*GOAL*: Please quote all of the records below word for word, leaving out the pictures.

((

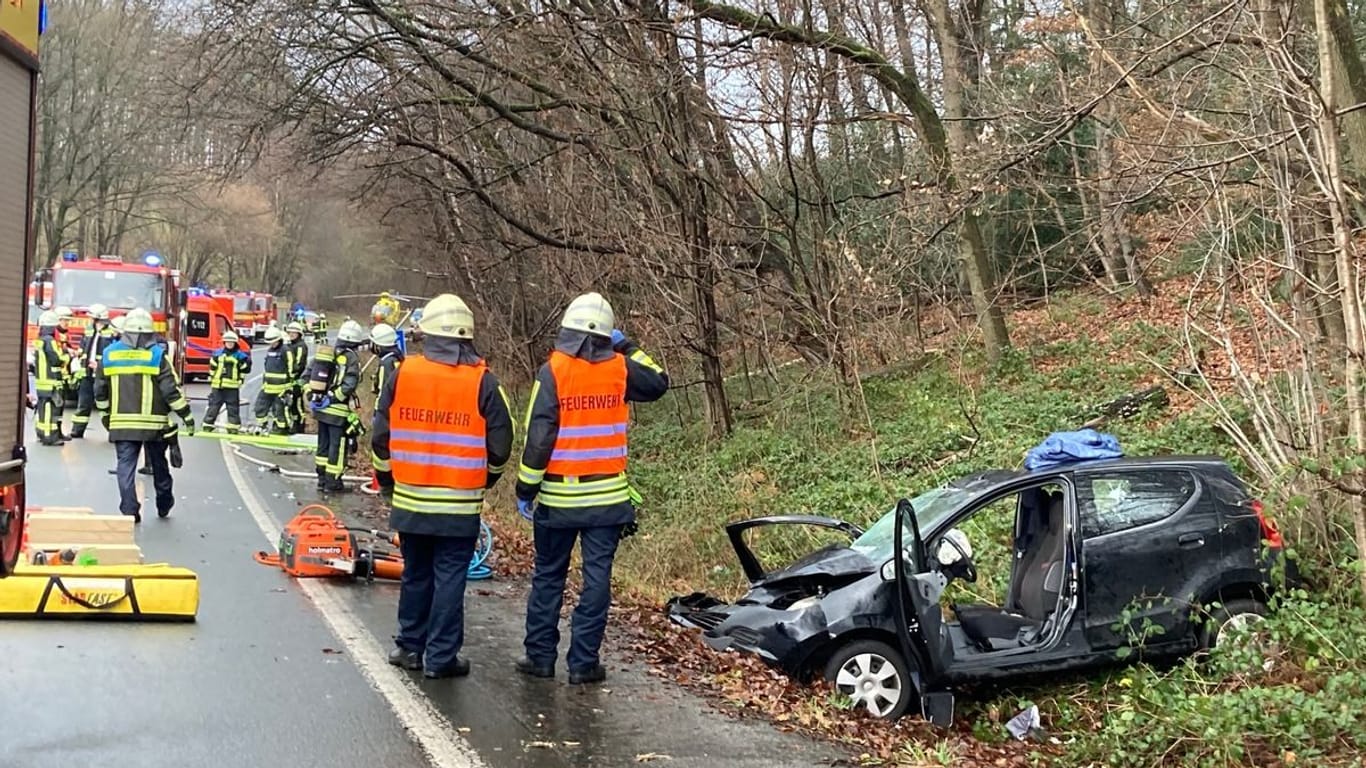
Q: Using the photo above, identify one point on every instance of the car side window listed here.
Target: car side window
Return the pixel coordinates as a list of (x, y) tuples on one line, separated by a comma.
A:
[(1113, 502)]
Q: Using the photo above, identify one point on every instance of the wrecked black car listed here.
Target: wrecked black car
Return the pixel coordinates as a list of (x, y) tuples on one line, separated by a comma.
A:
[(1159, 554)]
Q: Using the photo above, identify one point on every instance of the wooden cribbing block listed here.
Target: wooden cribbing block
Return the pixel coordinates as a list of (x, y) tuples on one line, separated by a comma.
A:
[(37, 511), (105, 554), (86, 529)]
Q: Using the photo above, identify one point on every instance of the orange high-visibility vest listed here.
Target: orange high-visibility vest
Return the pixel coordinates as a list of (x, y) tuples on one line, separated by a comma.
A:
[(593, 416), (437, 436)]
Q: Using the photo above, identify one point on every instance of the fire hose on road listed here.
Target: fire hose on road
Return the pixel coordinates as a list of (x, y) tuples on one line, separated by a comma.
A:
[(369, 563)]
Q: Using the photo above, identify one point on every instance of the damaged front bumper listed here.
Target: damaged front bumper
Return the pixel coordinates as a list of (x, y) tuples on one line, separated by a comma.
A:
[(786, 638)]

))

*COMPLETE RESPONSE*:
Q: Using the photo above, identify one point on every instance of the car side window listed here.
Target: car side window
Return the pixel coordinates as a list of (x, y) tuples on one line, separated by a comma.
A:
[(1113, 502)]
Q: Using the photo above, identify one point on every instance of the wrecked black car listed here.
Target: wrecked black car
Return the pixel coordinates as a list of (x, y) tuples on one line, separated by a comma.
A:
[(1159, 554)]
Q: Using the photo above, identify one point on every instance of the wooden cribbing block listed here.
Target: wooden cribbing block
Return the pixel coordinates as a list of (x, y) tuples on one line, separated by a comma.
A:
[(37, 511), (105, 554), (86, 529)]
Q: Using the photo above, identify one point on every instance of the orange high-visibility vest listed here.
Target: orange high-visibility vest
Return the pixel coordinates as a list of (x, y) tuples on one line, separated by a comma.
A:
[(593, 416), (437, 436)]
Q: Using the photo above, identify one point on every instance of the fire hose on road listed here.
Target: fire hose on road
Return the pixel coordinates as a list of (x, y) tuples on one line, separated by a comma.
A:
[(369, 563)]
Q: Using the photo above, identify one point on every instance of the damaged front bumper listed here.
Target: damaged front bumper
Return the pixel coordinates as a list of (x, y) tuples on one line, separated by a comma.
A:
[(786, 638)]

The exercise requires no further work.